> [Exercices à réaliser]:
**a)** Donnez les noms de tous les auteurs de l'article de la Revue de l'OFCE cité dans l'extrait sur les donations.
**b)** Recopiez le passage de l'extrait sur les donations qui commence par « Ces résultats semblent » et se termine par « 2006 et 2009). ».

___ Extrait du document

Ces résultats semblent assez logiques. Avant de transmettre, il faut avoir accumulé assez de patrimoine et c’est le cas des ménages décrits ci-dessus. Pour autant, ces études, si elles répondent à la question « Qui aide ? », ne répondent que très rarement à la question « Qui est aidé ? ». Or, pour conclure à un impact positif des transferts intergénérationnels sur la transmission des inégalités sociales ou patrimoniales, il est important de connaître le profil des « aidants» mais aussi des « aidés ».

Dans un article de la Revue de l’OFCE n° 129, « Ville et Logement » (Le Bayon, Levasseur et Madec, 2013), nous étudions non pas les ménages donateurs mais donataires, c’est-à-dire les ménages qui ont perçu des donations, en nous focalisant spécialement sur ceux ayant reçu une donation financière « récemment » (i.e. entre 2006 et 2009).

Le graphiques 1 présente une partie de nos résultats[2].

Sans surprise, il apparaît tout d’abord une corrélation très négative entre l’âge et la probabilité d’avoir perçu une donation financière ; cette probabilité étant au minimum divisée par deux entre les ménages ayant moins de 30 ans et les autres.

Concernant les catégories socio-professionnelles, une forte inégalité se dessine. Ainsi, en écartant de l’analyse les artisans et commerçants dont les caractéristiques sont assez hétérogènes, il ressort que les ouvriers (respectivement les inactifs[3]) ont deux fois (resp. dix fois) moins de chance d’avoir perçu une donation que les autres catégories étudiées.

L’analyse du niveau de vie des donataires ne fait qu’étayer ce résultat. En effet, il apparaît que les 10 % les plus riches ont deux fois plus de chances d’avoir reçu une donation financière au cours des 5 dernières années que les 25 % les plus pauvres. Le montant des donations reçues est aussi très différent selon que le ménage donataire appartient aux 25 % les plus pauvres ou aux 10 % les plus riches (voir tableau ci-dessous). En moyenne, le quart le plus riche des ménages perçoit des donations financières d’un montant 40 % supérieur à celui reçu par les autres ménages. De même, si l’on s’intéresse à la distribution des montants perçus, les ménages modestes les « mieux lotis », c’est-à-dire ceux percevant les donations les plus importantes, reçoivent en réalité autant (environ 12 000€) que les ménages très aisés (9e décile) les moins bien lotis.

______
___ Entrées du corpus

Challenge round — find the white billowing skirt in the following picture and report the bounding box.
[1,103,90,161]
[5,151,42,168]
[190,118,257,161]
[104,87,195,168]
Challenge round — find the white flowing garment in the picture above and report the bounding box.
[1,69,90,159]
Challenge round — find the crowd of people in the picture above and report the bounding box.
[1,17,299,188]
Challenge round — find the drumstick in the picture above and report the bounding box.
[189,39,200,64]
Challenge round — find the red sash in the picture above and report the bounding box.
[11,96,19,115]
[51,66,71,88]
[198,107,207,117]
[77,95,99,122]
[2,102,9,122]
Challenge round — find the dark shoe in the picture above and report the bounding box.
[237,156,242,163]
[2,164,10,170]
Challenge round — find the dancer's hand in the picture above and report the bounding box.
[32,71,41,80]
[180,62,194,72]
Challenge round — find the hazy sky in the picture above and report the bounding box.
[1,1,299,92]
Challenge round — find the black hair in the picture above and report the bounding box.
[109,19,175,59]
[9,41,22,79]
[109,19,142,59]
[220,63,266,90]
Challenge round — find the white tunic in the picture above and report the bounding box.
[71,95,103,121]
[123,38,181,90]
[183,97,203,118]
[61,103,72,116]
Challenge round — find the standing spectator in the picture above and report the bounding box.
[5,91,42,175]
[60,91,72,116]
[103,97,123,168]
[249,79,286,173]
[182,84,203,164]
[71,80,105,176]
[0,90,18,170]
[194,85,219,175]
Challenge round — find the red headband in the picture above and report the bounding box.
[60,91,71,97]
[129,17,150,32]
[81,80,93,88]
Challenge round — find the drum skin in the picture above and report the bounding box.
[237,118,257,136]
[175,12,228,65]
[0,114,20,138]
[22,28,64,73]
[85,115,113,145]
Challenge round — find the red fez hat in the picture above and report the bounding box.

______

> [Réponses dans l'ordre]:
**a)** Le Bayon, Levasseur, Madec

**b)**
Ces résultats semblent assez logiques. Avant de transmettre, il faut avoir accumulé assez de patrimoine et c’est le cas des ménages décrits ci-dessus. Pour autant, ces études, si elles répondent à la question « Qui aide ? », ne répondent que très rarement à la question « Qui est aidé ? ». Or, pour conclure à un impact positif des transferts intergénérationnels sur la transmission des inégalités sociales ou patrimoniales, il est important de connaître le profil des « aidants» mais aussi des « aidés ».

Dans un article de la Revue de l’OFCE n° 129, « Ville et Logement » (Le Bayon, Levasseur et Madec, 2013), nous étudions non pas les ménages donateurs mais donataires, c’est-à-dire les ménages qui ont perçu des donations, en nous focalisant spécialement sur ceux ayant reçu une donation financière « récemment » (i.e. entre 2006 et 2009).